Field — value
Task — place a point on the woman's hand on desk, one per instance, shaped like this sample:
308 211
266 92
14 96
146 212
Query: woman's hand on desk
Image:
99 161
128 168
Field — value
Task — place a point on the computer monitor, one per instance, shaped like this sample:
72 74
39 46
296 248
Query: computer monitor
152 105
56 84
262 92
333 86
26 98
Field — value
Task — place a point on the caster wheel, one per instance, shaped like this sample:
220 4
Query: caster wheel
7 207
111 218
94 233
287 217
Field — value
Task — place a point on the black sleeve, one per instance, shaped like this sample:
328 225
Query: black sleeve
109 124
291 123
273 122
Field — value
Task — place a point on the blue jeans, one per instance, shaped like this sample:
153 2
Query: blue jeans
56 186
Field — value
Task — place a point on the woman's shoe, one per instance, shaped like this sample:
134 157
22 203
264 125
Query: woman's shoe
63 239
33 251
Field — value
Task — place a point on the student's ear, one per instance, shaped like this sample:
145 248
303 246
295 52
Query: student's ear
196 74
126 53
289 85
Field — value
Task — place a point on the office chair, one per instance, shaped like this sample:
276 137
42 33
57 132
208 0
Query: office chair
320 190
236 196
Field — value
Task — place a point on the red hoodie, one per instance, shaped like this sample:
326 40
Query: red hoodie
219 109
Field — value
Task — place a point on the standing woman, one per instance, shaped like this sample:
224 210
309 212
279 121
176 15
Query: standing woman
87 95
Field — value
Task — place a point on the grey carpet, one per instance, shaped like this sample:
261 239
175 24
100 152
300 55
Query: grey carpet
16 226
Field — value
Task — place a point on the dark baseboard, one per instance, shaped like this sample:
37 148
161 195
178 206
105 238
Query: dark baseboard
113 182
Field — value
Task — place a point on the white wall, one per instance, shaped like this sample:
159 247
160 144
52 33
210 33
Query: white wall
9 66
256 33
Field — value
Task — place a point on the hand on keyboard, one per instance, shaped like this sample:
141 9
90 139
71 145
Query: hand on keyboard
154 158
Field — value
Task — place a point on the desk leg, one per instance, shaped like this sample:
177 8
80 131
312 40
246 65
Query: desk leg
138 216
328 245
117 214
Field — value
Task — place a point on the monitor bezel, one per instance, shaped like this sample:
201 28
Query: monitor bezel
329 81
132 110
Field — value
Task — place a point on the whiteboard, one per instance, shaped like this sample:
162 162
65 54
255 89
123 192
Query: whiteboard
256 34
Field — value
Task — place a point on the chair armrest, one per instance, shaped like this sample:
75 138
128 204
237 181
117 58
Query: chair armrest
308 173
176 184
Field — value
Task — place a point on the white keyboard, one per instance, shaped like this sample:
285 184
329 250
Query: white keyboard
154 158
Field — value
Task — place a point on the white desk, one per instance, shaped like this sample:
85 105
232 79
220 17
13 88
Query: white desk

* Try it
The complete listing, transcribed exactly, is the expected answer.

* Answer space
Field — value
Task — place a point on the woman's hand on desk, one per instance, shaped like this sample:
308 211
266 92
14 96
146 212
Query: woman's hand on desk
Image:
99 161
128 168
Field — value
Task — place a point on the computer monitor, one per instance, shaped like this sample:
72 74
39 46
296 248
Query: computer monitor
152 105
56 84
262 92
333 86
26 98
Field — value
Task — place a point on the caster wheel, one per instance, shaped like this sample:
220 4
Query: caster wheel
7 207
111 218
94 233
287 217
Field — value
Task — place a point on the black sleeve, one per instance, shaped like this sample:
328 225
Query: black sleeve
109 124
291 123
273 122
Field — value
Task — place a point on the blue jeans, one per instance, shaped like this sample:
153 2
Query: blue jeans
56 186
Field — value
Task — place a point on the woman's shoe, one per instance, shaped like this sample:
134 157
22 203
264 125
Query: woman's shoe
63 239
33 251
Field — value
Task — place a point on the student's ear, one per instance, shaped like this sample:
145 248
303 246
295 52
Query: student's ear
196 74
126 53
289 85
Field — value
Task — place a point on the office chair, one per instance, shaped like this sample:
276 137
42 33
57 132
208 0
Query: office chair
320 190
236 196
Field — value
Task — place a point on the red hoodie, one per instance, shaped like this sample:
326 40
Query: red hoodie
219 109
Field — value
Task — place a point on the standing woman, one per instance, shaped like this sample:
224 210
309 212
279 121
176 15
Query: standing woman
87 95
Field — value
Task — place a point on the grey carpet, one per instance, shaped like this sample:
261 239
175 24
100 152
300 55
Query: grey carpet
16 226
Field — value
Task — place a point on the dark baseboard, one per instance, shaped like this sample:
37 148
161 195
178 206
105 238
Query: dark baseboard
113 182
Field — value
Task — place a point on the white wall, one per instance, shaped like this sample:
159 247
160 144
52 33
210 33
Query: white wall
9 66
256 33
Field — value
Task — place a point on the hand on keyboard, one per instance, shaped like this sample:
141 9
90 139
71 145
Query: hand on keyboard
154 158
Field — value
Task — place a point on the desk leg, one per instance, shaped like this sample:
177 8
80 131
312 40
246 65
Query: desk leg
138 216
328 245
117 214
Field — value
Task — place a point on the monitor bezel, one per instance, shaped like this sample:
201 28
Query: monitor bezel
329 81
132 110
Field — value
Task — place a point on the whiteboard, one per instance, shaped like this sample:
162 162
65 54
255 89
123 192
Query: whiteboard
256 34
Field — value
Task — place a point on the chair armrest, one per instance, shaped like this sample:
75 138
128 204
237 181
117 58
Query: chair armrest
308 173
176 184
Field — value
Task — place a point on the white keyboard, one per instance, shaped like this sample:
285 184
329 250
Query: white keyboard
154 158
Field — value
Task — place a point on the white desk, one per instance, shaped like this sample:
85 105
232 79
220 17
13 88
Query: white desk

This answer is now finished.